● **Task to complete**: Before you finish, make sure every line below has been written out exactly.
>>
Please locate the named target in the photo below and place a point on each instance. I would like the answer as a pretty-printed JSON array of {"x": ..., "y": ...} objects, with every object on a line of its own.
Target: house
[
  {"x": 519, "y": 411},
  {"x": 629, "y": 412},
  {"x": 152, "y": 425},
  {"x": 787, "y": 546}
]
<<
● **Task solution**:
Please locate the named target in the photo below and place a point on each instance. I would like the answer as a pretty-printed JSON array of {"x": ..., "y": ...} objects, with every object on a line of its own.
Target: house
[
  {"x": 519, "y": 411},
  {"x": 629, "y": 412},
  {"x": 152, "y": 425},
  {"x": 787, "y": 546}
]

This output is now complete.